____ MATERIAL FOR THE TASK

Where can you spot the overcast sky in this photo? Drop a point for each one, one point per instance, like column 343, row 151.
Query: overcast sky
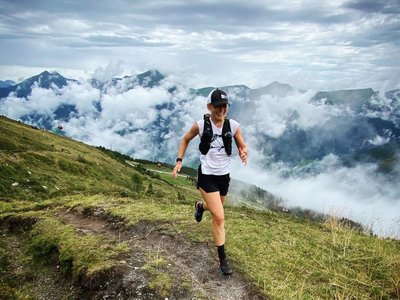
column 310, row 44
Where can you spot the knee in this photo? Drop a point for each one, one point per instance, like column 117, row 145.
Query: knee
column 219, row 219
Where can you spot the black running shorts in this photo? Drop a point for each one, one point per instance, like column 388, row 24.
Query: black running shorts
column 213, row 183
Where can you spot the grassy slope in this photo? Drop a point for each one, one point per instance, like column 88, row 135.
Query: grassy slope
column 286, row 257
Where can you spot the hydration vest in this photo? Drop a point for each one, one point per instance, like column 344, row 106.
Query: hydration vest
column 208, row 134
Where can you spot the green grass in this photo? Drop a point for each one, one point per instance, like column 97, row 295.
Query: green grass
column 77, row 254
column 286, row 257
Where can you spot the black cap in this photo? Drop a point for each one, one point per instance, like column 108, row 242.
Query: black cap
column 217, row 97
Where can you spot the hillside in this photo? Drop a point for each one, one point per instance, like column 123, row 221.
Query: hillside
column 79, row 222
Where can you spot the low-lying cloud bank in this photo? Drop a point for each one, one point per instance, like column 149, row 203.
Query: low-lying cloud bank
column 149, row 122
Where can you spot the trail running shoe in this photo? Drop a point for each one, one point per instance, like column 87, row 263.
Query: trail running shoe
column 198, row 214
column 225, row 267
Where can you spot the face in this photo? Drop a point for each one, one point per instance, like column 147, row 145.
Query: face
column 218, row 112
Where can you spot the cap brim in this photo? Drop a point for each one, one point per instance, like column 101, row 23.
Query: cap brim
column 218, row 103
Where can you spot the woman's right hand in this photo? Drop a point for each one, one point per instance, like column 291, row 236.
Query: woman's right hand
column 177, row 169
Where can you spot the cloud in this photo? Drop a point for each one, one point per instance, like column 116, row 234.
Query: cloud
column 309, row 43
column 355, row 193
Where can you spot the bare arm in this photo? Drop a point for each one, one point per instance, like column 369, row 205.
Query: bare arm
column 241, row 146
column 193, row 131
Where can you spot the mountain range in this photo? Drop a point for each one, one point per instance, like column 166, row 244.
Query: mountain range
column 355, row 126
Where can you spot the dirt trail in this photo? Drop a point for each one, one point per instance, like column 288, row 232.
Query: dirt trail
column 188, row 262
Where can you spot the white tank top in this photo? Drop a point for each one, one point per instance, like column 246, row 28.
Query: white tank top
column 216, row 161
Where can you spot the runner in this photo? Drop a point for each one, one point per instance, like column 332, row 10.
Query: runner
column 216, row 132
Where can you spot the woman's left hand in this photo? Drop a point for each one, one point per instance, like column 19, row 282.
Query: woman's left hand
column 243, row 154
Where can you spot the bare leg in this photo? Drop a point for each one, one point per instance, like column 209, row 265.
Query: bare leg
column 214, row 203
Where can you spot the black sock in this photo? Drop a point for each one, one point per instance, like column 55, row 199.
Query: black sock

________
____ MATERIAL FOR THE TASK

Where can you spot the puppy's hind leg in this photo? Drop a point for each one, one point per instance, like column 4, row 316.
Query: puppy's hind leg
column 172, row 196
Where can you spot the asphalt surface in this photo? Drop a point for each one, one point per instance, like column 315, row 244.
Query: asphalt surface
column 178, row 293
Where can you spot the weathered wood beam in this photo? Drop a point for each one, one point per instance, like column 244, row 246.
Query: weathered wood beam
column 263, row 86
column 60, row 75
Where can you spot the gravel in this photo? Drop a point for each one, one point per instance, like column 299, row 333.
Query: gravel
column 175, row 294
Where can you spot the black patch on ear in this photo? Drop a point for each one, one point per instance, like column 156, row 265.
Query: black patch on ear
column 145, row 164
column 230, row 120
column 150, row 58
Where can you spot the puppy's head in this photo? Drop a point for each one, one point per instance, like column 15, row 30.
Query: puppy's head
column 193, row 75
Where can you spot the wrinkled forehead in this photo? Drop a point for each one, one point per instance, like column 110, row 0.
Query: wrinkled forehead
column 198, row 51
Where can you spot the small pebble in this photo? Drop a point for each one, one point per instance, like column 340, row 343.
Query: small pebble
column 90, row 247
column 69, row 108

________
____ MATERIAL FOR THE TASK

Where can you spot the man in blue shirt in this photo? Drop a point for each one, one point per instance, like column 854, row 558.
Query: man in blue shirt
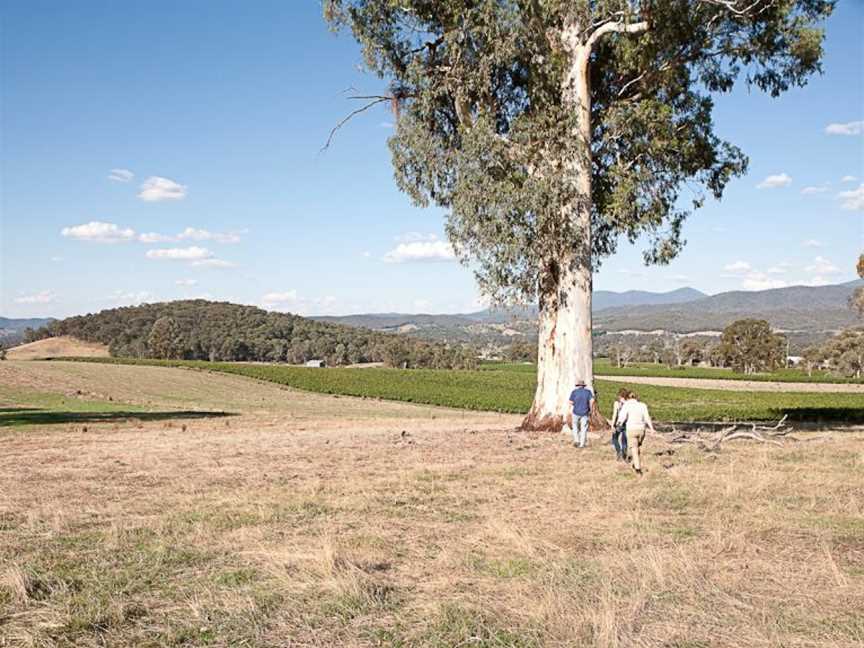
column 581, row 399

________

EXERCISE DETAILS → Reproduce only the lines above spanning from the line containing "Where can you spot the black sock" through the line containing "Query: black sock", word for word.

TASK ANSWER →
Where can you spot the black sock in this photo? Drop a point for each one, one point per instance, like column 55, row 199.
Query: black sock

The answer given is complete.